● Problem description
The required output is every line from the beginning of the entries below through the line that includes "TARGET: smiling lips", copied exactly.
********
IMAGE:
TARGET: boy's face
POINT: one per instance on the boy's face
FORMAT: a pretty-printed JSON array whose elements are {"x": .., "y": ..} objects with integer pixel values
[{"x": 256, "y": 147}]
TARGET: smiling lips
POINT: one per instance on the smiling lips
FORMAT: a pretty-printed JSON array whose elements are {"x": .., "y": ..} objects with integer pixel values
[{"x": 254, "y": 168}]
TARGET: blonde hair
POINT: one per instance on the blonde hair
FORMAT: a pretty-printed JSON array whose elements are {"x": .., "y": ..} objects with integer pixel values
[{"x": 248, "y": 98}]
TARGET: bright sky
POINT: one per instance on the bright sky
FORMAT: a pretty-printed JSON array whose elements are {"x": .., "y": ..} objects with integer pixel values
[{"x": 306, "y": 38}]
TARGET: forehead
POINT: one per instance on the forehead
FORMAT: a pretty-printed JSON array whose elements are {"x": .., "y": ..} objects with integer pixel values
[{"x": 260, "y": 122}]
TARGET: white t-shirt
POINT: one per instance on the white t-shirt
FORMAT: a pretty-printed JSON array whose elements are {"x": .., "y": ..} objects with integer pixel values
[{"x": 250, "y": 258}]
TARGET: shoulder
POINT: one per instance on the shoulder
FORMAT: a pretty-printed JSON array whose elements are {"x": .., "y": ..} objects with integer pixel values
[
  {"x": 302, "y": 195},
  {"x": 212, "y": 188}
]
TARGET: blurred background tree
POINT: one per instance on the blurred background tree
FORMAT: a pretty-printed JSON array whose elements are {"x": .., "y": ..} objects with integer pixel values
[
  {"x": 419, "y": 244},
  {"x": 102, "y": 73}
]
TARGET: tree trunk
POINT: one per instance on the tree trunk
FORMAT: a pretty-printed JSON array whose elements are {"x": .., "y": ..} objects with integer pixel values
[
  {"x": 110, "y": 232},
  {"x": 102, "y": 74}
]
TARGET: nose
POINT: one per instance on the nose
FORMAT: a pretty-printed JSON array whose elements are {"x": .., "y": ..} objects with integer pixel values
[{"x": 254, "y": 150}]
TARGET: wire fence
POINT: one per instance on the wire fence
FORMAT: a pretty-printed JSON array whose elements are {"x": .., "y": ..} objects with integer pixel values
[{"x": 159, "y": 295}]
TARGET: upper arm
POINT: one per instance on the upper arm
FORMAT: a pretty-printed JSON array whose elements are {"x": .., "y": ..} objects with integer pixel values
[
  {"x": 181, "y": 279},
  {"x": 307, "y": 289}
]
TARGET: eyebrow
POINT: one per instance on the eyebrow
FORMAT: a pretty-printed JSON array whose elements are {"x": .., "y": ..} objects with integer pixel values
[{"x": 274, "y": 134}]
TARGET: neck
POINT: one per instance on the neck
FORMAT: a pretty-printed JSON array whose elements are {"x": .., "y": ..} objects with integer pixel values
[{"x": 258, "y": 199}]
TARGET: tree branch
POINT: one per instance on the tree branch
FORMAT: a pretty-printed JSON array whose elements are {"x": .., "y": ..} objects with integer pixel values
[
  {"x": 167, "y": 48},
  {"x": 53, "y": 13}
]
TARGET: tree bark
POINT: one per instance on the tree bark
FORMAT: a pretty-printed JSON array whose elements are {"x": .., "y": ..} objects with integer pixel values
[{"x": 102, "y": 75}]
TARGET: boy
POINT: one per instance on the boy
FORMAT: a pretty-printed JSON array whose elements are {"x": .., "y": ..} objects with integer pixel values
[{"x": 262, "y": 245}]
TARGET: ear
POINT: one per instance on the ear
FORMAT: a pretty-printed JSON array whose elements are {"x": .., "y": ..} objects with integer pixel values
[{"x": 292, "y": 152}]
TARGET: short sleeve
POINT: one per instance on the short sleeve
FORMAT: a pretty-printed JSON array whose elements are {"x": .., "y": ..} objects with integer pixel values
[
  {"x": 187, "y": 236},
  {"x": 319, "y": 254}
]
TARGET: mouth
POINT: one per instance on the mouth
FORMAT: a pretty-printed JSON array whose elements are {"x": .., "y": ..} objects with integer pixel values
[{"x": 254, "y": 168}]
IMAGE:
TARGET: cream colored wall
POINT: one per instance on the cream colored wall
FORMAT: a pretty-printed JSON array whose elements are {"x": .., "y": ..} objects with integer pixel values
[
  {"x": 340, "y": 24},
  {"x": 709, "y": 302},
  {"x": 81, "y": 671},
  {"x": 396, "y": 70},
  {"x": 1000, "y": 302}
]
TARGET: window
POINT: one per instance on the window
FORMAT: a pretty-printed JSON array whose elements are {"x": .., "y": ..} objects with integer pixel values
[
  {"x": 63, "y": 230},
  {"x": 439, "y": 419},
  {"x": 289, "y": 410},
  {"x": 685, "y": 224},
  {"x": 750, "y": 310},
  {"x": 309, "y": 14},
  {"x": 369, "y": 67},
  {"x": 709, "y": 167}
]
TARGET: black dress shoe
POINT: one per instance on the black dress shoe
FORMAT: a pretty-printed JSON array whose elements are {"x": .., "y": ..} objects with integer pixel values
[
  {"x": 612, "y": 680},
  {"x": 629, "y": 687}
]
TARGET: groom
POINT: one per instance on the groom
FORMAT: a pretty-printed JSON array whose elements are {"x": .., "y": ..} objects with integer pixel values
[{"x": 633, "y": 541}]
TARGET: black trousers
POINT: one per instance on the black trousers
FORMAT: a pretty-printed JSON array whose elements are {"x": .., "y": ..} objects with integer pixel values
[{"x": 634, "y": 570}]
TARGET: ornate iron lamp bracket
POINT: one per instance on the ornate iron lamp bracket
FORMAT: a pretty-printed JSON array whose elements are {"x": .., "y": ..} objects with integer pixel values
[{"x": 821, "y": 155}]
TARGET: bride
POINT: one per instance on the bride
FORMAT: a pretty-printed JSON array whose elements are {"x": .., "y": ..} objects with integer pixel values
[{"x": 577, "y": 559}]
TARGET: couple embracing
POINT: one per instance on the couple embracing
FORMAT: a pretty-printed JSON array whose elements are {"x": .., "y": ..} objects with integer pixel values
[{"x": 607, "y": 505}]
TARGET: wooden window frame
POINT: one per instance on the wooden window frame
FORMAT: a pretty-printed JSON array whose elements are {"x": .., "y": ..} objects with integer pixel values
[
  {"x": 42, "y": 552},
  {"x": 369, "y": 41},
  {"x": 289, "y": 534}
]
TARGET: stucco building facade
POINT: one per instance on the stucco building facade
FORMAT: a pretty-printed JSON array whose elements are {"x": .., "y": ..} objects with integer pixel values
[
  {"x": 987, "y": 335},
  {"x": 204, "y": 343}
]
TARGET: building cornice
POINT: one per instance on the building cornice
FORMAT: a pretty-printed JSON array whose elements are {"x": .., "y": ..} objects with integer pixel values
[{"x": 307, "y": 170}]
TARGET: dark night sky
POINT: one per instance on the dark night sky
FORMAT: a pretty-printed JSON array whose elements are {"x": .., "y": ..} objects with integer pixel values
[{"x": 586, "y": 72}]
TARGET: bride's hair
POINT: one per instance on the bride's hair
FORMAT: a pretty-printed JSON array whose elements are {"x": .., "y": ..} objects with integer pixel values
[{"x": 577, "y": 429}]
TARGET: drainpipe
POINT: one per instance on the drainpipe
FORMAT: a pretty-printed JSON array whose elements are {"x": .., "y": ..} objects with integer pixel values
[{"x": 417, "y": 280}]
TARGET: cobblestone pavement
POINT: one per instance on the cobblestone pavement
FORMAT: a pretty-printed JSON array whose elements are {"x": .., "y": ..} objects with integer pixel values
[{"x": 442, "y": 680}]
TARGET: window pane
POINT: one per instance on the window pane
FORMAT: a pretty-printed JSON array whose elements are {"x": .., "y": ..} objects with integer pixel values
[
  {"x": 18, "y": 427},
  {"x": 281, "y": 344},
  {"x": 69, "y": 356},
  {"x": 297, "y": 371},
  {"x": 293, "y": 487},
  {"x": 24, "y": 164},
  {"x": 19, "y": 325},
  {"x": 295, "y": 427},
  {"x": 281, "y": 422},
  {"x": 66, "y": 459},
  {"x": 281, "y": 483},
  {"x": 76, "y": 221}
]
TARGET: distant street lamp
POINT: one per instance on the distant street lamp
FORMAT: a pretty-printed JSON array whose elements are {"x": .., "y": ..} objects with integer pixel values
********
● Response below
IMAGE:
TARGET: boy's face
POINT: one per instance on the boy's face
FORMAT: a pretty-printed JSON array whose elements are {"x": .., "y": ..} objects with integer pixel values
[{"x": 256, "y": 147}]
TARGET: smiling lips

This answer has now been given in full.